* [WRITTEN TASKS]:
1. From the article on arranged marriages at residential schools, extract verbatim everything from "Records show arranged" down to "arranged by authorities.".
2. Answer these questions using the article on arranged marriages at residential schools:
(a) According to the special interlocutor's final report, who organized the arranged marriages?
(b) In what year were Leah Redcrow's grandparents married?
(c) According to survivor testimony collected by the Truth and Reconciliation Commission, how late did forced or arranged marriage occur?

* [DOCUMENT TEXT]:
********************
Records show arranged marriages between residential school students as early as the 1890s, while the Truth and Reconciliation Commission collected testimony from survivors who said they faced forced marriage as late as the 1950s.
Researchers say more investigation needed to find out total numbers affected
Some children who disappeared from residential schools ended up in arranged marriages organized by school principals and the government, according to the final report from the special interlocutor for missing children and unmarked graves and burial sites associated with Indian Residential Schools.
Leah Redcrow believes her grandparents, who were married at Sacred Heart Indian Residential School (later called Blue Quills) in Alberta in 1928, may have been one of an unknown number of couples whose marriages were arranged by authorities.
Researchers who study the issue say a large scale study is needed to find out how many people were affected and when it ended. Still, there are records showing arranged marriages of residential school students in the 1890s and the Truth and Reconciliation Commission (TRC) collected testimony from survivors who said they faced arranged marriage as late as the 1950s.
********************
* [GIVEN DATA]:
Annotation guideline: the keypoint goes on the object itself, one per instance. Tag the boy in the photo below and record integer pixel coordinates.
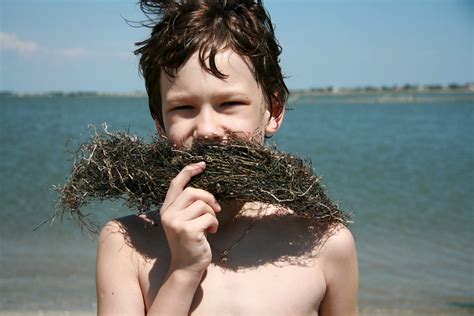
(210, 67)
********************
* [ANSWER SET]:
1.
Records show arranged marriages between residential school students as early as the 1890s, while the Truth and Reconciliation Commission collected testimony from survivors who said they faced forced marriage as late as the 1950s.
Researchers say more investigation needed to find out total numbers affected
Some children who disappeared from residential schools ended up in arranged marriages organized by school principals and the government, according to the final report from the special interlocutor for missing children and unmarked graves and burial sites associated with Indian Residential Schools.
Leah Redcrow believes her grandparents, who were married at Sacred Heart Indian Residential School (later called Blue Quills) in Alberta in 1928, may have been one of an unknown number of couples whose marriages were arranged by authorities.

2.
(a) School principals and the government.
(b) 1928.
(c) As late as the 1950s.